URI: 
       # taz.de -- 20 Jahre nach Solinger Brandanschlag: Eine Wunde, die nicht verheilen kann
       
       > Der Anschlag auf die türkische Familie hat die Stadt ins Mark getroffen,
       > sagt die grüne Politikerin Sylvia Löhrmann. Rassismus gebe es noch heute.
       
   IMG Bild: Vor dem abgebrannten Haus in der Unteren Wernerstraße in Solingen. Hier starben fünf Menschen.
       
       SOLINGEN taz | Sylvia Löhrmann denkt oft an jene furchtbare Nacht heute vor
       zwanzig Jahren. „Das ist eine Wunde“, sagt die heutige
       Vizeministerpräsidentin von Nordrhein-Westfalen. „Diese Wunde, die kann
       nicht verheilen.“ Von ihrer Wohnung in Solingen sind es nur rund 500 Meter
       Luftlinie zur Unteren Wernerstraße 81. Wo am 29. Mai 1993 das alte
       Fachwerkgebäude der Familie Genç in Flammen stand. Wo fünf Menschen
       starben.
       
       Heute klafft dort eine Baulücke. Auf dem eingezäunten Grundstück wachsen
       fünf Kastanien. Ein Baum für jedes Todesopfer. Auf einem Gedenkstein stehen
       ihre Namen: Gürsün Ince, Hatice Genç, Gülüstan Öztürk, Hülya Genç und Saime
       Genç. Die Jüngste 4 Jahre alt, die Älteste 27. Ermordet von vier
       rechtsextremen Skinheads aus der Nachbarschaft.
       
       Das Benzin für ihre Tat besorgten sie sich von der Tankstelle gegenüber von
       Löhrmanns Wohnung. „Beim Gedanken daran stockt mir immer noch der Atem“,
       sagt die Grünen-Politikerin. „Das war ein rassistischer Brandsatz auf die
       türkische Familie – und es war auch ein Brandsatz in das Selbstverständnis
       der Stadt.“
       
       Einmal im Monat besuchen Mevlüde und Durmus Genç den Ort, an dem ihre
       Kinder, Enkel und eine Nichte ihr Leben verloren. „Mir würde etwas fehlen,
       wenn ich nicht dorthin ginge“, sagt Mevlüde Genç. Beerdigt sind ihre
       Angehörigen weit weg in Mercimek, jenem kleinen türkischen Dorf, aus dem
       Durmus Genç 1970 aufbrach, um ein besseres Leben zu finden. Im Jahr 1973
       folgte Mevlüde Genç ihrem Mann in die Bundesrepublik. Solingen wurde zu
       ihrer neuen Heimat. Auch nach dem Brandanschlag habe sie „nie daran
       gedacht, in die Türkei zurückzukehren“, sagt die heute 70-Jährige.

**AUFGABEN:**
1. Nenne alle Namen, die laut Textauszug auf dem Gedenkstein stehen.
2. Ersetze in den Zeilen der Datensätze „instance“ durch „occurrence“ und gib sie sonst unverändert wieder, beginnend mit der Zeile, die „the dark foreground“ enthält, und endend mit der Zeile, die „pixel 122 80“ enthält.

**GEGEBENE DATEN:**
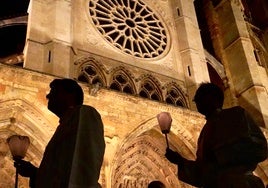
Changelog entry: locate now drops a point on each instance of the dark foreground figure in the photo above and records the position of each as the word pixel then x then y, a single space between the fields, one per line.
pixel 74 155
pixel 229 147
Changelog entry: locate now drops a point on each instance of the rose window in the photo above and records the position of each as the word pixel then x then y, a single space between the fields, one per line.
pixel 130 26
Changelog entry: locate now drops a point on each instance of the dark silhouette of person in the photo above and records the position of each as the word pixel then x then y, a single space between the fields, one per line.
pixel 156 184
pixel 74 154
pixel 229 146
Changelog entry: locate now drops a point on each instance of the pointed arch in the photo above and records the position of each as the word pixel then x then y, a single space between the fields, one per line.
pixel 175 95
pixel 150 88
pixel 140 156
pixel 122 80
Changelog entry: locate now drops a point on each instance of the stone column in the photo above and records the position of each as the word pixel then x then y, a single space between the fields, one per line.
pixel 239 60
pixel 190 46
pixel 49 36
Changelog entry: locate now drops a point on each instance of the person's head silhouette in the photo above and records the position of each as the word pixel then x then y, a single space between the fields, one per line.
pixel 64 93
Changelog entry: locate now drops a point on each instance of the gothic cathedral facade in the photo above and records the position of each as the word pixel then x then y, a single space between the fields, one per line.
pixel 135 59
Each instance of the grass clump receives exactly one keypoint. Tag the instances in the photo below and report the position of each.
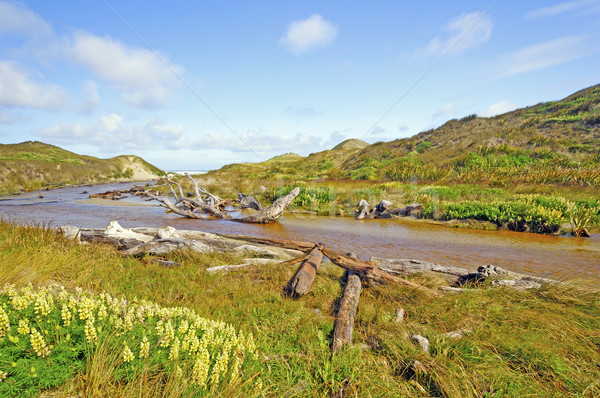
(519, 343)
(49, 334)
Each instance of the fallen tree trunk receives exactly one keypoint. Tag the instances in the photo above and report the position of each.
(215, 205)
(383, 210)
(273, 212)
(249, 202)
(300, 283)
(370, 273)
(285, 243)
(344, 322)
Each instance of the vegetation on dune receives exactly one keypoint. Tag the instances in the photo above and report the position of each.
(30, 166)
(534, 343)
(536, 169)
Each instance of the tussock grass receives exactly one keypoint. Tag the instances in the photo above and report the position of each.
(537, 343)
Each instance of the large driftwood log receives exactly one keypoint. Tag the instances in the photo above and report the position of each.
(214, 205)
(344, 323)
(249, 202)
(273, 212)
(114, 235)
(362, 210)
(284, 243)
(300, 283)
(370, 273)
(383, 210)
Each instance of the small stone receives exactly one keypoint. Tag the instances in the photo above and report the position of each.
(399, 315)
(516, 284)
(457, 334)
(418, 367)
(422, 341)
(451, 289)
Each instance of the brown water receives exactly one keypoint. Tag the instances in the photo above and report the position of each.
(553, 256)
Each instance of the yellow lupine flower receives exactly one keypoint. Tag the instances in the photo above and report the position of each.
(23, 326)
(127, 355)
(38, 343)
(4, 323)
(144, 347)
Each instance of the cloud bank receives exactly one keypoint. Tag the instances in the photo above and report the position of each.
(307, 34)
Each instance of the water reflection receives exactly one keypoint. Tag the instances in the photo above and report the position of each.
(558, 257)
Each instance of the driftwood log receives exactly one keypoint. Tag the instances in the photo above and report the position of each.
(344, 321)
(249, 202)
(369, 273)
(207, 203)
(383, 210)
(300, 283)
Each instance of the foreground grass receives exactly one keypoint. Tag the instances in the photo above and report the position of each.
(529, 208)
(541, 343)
---
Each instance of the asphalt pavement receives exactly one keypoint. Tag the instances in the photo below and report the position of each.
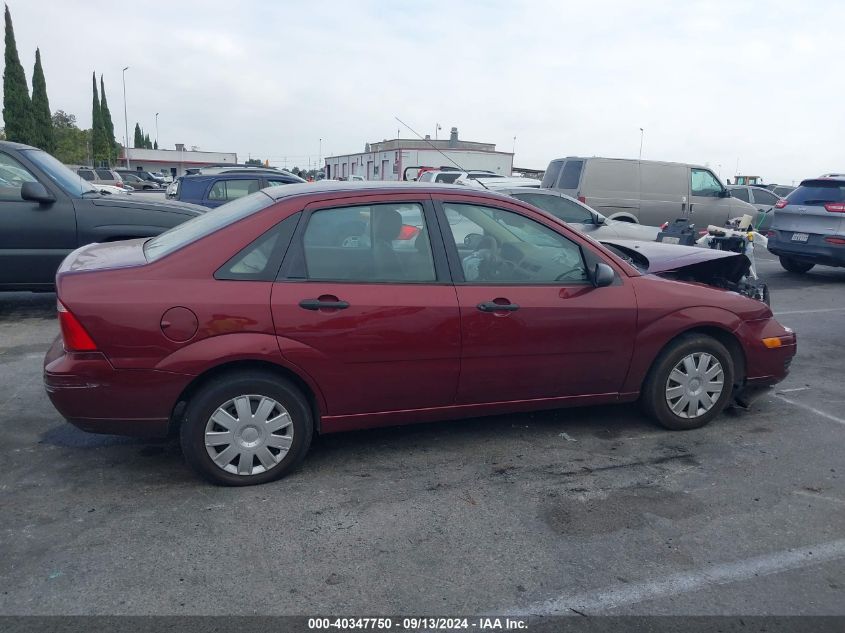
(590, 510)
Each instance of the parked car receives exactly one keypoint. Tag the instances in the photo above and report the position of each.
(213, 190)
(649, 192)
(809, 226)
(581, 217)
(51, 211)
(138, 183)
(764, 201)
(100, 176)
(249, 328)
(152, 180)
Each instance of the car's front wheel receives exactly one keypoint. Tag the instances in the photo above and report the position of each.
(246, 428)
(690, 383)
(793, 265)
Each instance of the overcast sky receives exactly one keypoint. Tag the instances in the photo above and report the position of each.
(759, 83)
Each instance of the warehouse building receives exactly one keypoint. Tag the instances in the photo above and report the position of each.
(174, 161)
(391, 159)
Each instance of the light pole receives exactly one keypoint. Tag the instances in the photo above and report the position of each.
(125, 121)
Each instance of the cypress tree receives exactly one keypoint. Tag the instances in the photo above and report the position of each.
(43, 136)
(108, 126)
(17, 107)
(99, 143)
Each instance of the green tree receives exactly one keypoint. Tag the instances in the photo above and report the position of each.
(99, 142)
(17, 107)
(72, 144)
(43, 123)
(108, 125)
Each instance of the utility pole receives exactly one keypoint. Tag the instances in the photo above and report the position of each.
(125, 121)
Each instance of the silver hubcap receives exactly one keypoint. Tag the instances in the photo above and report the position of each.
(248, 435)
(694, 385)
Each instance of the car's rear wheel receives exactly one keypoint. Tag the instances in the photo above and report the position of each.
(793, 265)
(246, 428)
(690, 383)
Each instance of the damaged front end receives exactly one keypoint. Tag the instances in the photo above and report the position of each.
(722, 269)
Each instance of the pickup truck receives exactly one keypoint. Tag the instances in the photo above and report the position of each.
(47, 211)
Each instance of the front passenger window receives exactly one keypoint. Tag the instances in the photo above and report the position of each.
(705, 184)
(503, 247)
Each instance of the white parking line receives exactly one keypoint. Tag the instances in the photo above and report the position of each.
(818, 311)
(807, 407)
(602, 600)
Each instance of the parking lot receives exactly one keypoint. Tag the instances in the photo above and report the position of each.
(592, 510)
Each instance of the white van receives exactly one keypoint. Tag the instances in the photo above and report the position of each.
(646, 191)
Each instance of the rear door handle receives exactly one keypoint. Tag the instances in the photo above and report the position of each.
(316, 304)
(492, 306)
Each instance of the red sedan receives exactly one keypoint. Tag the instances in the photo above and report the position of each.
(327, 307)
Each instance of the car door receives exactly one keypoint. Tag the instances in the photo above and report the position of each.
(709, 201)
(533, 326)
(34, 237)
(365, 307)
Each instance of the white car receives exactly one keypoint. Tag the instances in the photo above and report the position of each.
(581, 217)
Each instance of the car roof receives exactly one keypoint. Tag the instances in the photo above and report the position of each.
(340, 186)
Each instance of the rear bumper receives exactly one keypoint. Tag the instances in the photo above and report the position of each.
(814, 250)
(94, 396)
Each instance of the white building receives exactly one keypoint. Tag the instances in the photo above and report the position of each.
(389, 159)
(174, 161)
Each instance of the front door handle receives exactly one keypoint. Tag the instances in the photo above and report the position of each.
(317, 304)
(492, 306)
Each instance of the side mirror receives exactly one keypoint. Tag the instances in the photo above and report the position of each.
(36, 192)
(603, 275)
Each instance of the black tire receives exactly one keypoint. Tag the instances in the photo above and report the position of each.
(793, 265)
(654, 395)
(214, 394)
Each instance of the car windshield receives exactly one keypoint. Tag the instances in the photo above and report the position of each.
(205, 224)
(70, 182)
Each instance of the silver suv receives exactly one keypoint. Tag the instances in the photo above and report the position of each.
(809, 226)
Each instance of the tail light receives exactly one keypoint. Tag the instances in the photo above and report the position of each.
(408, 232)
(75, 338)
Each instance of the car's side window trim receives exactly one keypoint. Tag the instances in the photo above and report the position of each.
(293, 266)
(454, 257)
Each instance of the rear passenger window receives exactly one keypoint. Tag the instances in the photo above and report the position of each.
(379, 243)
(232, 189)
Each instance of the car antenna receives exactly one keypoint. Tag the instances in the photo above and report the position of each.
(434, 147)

**LÖSUNGEN:**
1.
Gürsün Ince
Hatice Genç
Gülüstan Öztürk
Hülya Genç
Saime Genç

2.
Changelog entry: locate now drops a point on each occurrence of the dark foreground figure in the photo above and records the position of each as the word pixel then x then y, a single space between the fields, one per line.
pixel 74 155
pixel 229 147
Changelog entry: locate now drops a point on each occurrence of the rose window in the photo above and records the position of each as the word pixel then x then y, a single space between the fields, one per line.
pixel 130 26
Changelog entry: locate now drops a point on each occurrence of the dark silhouette of person in the photo above and records the position of each as the word pixel then x then y, a single space between the fields, one per line.
pixel 156 184
pixel 74 154
pixel 229 146
Changelog entry: locate now drops a point on each occurrence of the pointed arch in the photo above and records the position of each as the word pixel then x then y, a single space between the fields, one per line.
pixel 175 95
pixel 150 88
pixel 140 156
pixel 122 80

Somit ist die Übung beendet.